**Goal of the exercise:** Can you write what comes next in the FIRO assessment text below, starting after its final sentence?

**Text shown:**
▶

The Fundamental Interpersonal Relations Orientation™ (FIRO®) assessment is designed to help us understand our interpersonal needs.

It explores how we interact with others. As an individual, a team member, or a leader. William Schutz, Ph.D., developed this instrument based on the theory that beyond our survival needs – food, shelter, and warmth – we each have unique interpersonal needs that strongly motivate us (read an overview here). How we express our needs refers to the initiation of behaviors we demonstrate toward others. Whereas, our wanted needs refers to the extent to which we want those behaviors exhibited toward us.

In particular, these needs are focused on:

  • Inclusion/Involvement: Indicates how much you generally include other people in your life and how much attention, contact, and recognition you want from others.
  • Control/Influence: Shows how much influence and responsibility you want and how much you want others to lead and influence you.
  • Affection/Connection: Expresses how close and warm you are with others and how close and warm you want others to be with you in one-to-one relationships.

Furthermore, our individual FIRO scores can predict which team roles we are likely to play.

According to FIRO theory, each of us plays roles in teams depending on our own needs in relation to the interpersonal needs of other team members. Most of us will play at least one, and often more than one team role. I’ve definitely seen myself play different roles, some of which I prefer over others.

◀

**Data:**
▶

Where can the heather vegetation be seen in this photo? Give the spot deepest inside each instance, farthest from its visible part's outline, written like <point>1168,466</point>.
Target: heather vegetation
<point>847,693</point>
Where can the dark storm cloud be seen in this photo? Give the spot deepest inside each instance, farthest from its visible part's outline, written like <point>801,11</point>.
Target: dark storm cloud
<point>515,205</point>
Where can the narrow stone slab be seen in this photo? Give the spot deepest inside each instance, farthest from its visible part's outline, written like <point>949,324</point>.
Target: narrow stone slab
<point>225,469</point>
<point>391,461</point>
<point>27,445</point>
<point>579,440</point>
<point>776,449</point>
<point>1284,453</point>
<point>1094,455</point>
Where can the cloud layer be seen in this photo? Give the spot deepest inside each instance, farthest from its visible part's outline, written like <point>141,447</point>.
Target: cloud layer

◀

**Response below:**
For instance, if you search “team roles” in books on Amazon, there are over 1,000 results. Experts on team roles, Eugene Schnell & Allen Hammer, are a popular choice on this topic. They identify team roles as follows:

1. Clarifier:

Presents issues or solutions for clarification, summarizes the discussion, introduces new members to the team, keeps team members up to date, and provides the group with facts and data.

2. Tension-Reducer:

Helps move the team along by joking or clowning at appropriate moments, redirects the group at tense moments, and builds on common interests in the group.

3. Individualist:

Is not an active team player, sees meetings as unnecessary or distracting, may work on other tasks or hold side conversations during meetings, and may not follow through or cooperate with group decisions.

4. Director:

Pushes for action and decision-making, may interrupt others or monopolize the ‘air-time’ in meetings, maybe unrealistically optimistic about what can be accomplished.

5. Questioner:

Seeks orientation, clarification, and is a constructive critic of the team, may use questions to postpone closure or decisions.

6. Rebel:

Struggles to establish a position within the group, may criticize others, challenges the status quo, may refuse to comply with group decisions, provides alternative ideas but may have difficulty with follow-through.

7. Encourager:

Builds the ego or status of others, is friendly, responsive, warm, diplomatic, and may sacrifice the truth to maintain good relationships.

8. Listener:

Maintains a participatory attitude, and shows interest through receptive facial and body expressions.

9. Cautioner:

Expresses concern about the direction of the group, relays doubts about the success of initiatives planned and shows reluctance to get swept up in group energy, provides a careful analysis of potential problems, may play devil’s advocate.

10. Initiator:

Suggests procedures or problems as discussion topics, proposes alternative solutions, is the “idea person,” actively encourages others to share in discussions.

11. Energizer:

Urges the team toward decision-making, insists on covering the agenda, and prods the team into action.

12. Opinion-Giver:

States a belief or opinion on all problems and issues, offers predictions based on past experiences, works independently from the group and does not try to become part of the leaders’ inner circle.

13. Harmonizer:

Agrees with the group, reconciles opposing positions, understands, compiles, and accepts.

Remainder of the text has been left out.